▶ _ENTRIES PROVIDED_
"""

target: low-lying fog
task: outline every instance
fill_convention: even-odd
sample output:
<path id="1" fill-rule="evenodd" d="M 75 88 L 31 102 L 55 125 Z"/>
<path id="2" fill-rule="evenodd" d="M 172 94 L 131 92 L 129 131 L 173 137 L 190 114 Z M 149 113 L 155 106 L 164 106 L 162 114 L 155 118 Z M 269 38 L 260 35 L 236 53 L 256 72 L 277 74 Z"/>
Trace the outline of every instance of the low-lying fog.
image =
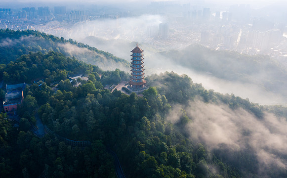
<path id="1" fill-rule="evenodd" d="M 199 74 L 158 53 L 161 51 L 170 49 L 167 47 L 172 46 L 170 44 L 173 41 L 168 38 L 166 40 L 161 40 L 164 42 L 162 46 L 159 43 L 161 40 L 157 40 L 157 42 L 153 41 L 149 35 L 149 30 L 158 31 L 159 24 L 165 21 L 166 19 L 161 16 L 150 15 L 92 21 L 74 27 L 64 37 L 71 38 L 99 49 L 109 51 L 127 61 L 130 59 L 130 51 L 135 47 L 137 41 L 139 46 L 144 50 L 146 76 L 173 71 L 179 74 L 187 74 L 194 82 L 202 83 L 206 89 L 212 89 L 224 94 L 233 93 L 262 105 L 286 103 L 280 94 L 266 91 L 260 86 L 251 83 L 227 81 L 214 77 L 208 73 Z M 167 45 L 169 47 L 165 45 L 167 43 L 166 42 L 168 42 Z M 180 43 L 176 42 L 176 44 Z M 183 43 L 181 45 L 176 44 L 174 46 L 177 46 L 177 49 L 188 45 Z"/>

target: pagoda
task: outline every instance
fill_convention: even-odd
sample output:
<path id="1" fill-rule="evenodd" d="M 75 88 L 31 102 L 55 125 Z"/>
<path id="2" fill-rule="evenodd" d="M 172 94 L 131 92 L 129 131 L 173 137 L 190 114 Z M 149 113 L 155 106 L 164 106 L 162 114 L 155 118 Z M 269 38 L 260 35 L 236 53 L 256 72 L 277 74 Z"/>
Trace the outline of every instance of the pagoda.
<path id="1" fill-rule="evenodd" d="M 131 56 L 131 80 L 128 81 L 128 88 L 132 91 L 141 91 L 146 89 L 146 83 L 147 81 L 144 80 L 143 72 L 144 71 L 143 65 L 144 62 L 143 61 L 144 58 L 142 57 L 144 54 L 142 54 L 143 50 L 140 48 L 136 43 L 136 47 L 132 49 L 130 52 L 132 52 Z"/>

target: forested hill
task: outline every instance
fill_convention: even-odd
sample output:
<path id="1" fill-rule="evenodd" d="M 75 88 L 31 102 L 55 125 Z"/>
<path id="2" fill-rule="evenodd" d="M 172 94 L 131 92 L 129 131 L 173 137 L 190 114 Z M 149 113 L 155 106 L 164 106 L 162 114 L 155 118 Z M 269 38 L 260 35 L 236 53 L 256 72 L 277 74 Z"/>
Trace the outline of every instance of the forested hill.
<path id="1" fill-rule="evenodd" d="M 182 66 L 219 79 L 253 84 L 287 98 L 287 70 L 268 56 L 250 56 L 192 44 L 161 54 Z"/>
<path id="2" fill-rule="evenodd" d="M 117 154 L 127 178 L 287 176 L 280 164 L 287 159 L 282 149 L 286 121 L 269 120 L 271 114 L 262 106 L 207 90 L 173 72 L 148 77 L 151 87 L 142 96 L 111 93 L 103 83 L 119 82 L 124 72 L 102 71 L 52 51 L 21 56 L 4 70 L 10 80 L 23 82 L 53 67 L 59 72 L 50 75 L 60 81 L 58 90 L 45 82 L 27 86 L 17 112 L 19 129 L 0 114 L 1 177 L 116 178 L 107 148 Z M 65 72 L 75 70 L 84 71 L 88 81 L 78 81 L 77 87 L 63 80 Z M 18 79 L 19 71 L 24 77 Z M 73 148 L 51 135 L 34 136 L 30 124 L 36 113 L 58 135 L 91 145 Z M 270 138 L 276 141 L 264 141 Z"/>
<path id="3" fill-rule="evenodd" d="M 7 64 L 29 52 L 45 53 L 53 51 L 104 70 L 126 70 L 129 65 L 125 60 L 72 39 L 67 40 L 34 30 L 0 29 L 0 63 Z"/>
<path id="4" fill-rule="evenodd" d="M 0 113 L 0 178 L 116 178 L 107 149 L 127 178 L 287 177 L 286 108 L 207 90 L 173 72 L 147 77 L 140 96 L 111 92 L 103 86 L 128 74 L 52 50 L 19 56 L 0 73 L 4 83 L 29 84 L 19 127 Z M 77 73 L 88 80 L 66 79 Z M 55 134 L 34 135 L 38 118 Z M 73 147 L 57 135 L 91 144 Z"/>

"""
"""

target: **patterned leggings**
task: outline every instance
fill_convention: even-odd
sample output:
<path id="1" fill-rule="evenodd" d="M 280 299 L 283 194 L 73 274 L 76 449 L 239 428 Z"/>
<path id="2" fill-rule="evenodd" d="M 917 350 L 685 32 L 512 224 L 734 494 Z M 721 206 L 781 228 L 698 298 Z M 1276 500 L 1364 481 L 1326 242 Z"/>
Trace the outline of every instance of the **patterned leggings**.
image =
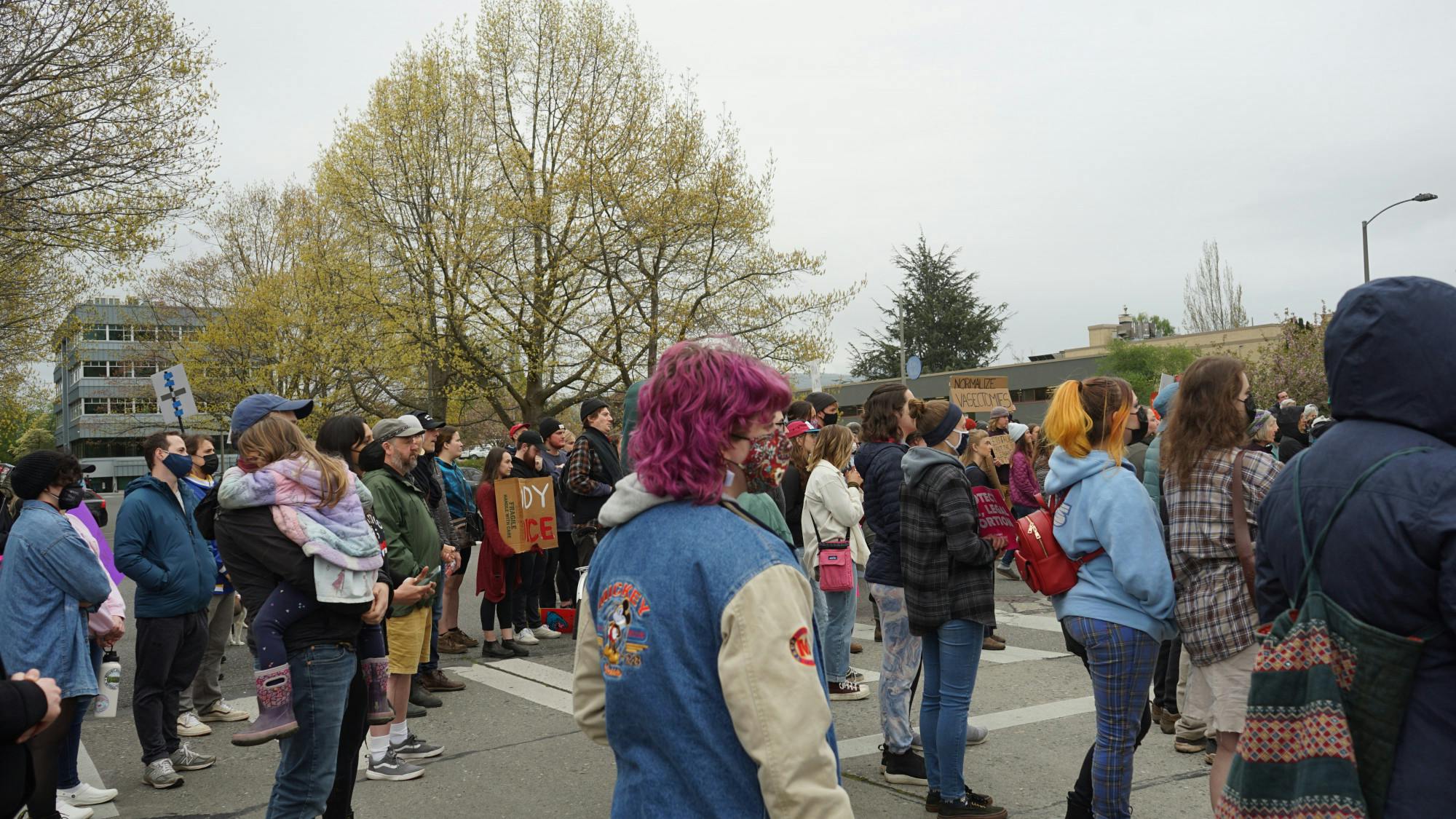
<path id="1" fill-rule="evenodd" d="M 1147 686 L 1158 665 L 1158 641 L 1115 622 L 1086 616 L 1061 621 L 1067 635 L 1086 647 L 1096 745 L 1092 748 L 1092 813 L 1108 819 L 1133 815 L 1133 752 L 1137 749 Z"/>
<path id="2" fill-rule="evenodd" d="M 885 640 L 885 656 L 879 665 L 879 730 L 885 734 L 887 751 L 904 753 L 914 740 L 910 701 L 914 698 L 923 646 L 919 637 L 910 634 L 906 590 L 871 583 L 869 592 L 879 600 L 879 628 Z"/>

"""

Put the rows that begin at the line containing "target: forested hill" and end after the line containing "113 L 0 178" into a Markdown table. Use the columns Row No. and Text, and leave out any blank lines.

▶ _RESULT_
| Row No. | Text |
|---|---|
| 1 | target: forested hill |
| 2 | task: outline every instance |
| 3 | fill_convention: even-odd |
| 4 | sample output: |
| 5 | <path id="1" fill-rule="evenodd" d="M 75 88 L 31 102 L 55 125 Z"/> |
| 6 | <path id="2" fill-rule="evenodd" d="M 172 94 L 131 92 L 129 131 L 173 137 L 190 114 Z M 149 113 L 155 106 L 164 106 L 162 114 L 155 118 Z M 269 38 L 260 35 L 236 53 L 256 72 L 277 74 Z"/> |
| 7 | Trace the outline of every instance of the forested hill. |
| 8 | <path id="1" fill-rule="evenodd" d="M 182 66 L 219 79 L 253 84 L 287 98 L 287 70 L 268 56 L 250 56 L 192 44 L 161 54 Z"/> |
| 9 | <path id="2" fill-rule="evenodd" d="M 117 154 L 127 178 L 287 176 L 280 164 L 287 159 L 282 149 L 286 121 L 269 120 L 271 114 L 262 106 L 207 90 L 173 72 L 148 77 L 151 87 L 142 96 L 111 93 L 103 83 L 119 82 L 124 72 L 102 71 L 52 51 L 21 56 L 4 70 L 10 80 L 23 82 L 53 67 L 59 72 L 50 75 L 60 81 L 58 90 L 45 82 L 27 86 L 17 112 L 19 129 L 0 114 L 1 177 L 116 178 L 107 148 Z M 65 72 L 75 70 L 84 71 L 88 81 L 78 81 L 77 87 L 63 80 Z M 18 79 L 19 71 L 24 77 Z M 73 148 L 51 135 L 34 136 L 30 124 L 36 113 L 58 135 L 91 145 Z M 270 138 L 276 141 L 264 141 Z"/> |
| 10 | <path id="3" fill-rule="evenodd" d="M 7 64 L 29 52 L 45 53 L 53 51 L 104 70 L 126 70 L 129 65 L 125 60 L 72 39 L 67 40 L 34 30 L 0 29 L 0 63 Z"/> |
| 11 | <path id="4" fill-rule="evenodd" d="M 0 113 L 0 178 L 116 178 L 107 149 L 127 178 L 287 177 L 286 108 L 207 90 L 173 72 L 147 77 L 140 96 L 111 92 L 103 86 L 128 74 L 52 50 L 19 56 L 0 73 L 4 83 L 29 84 L 19 127 Z M 77 73 L 88 80 L 66 79 Z M 55 134 L 34 135 L 38 118 Z M 73 147 L 57 135 L 91 144 Z"/> |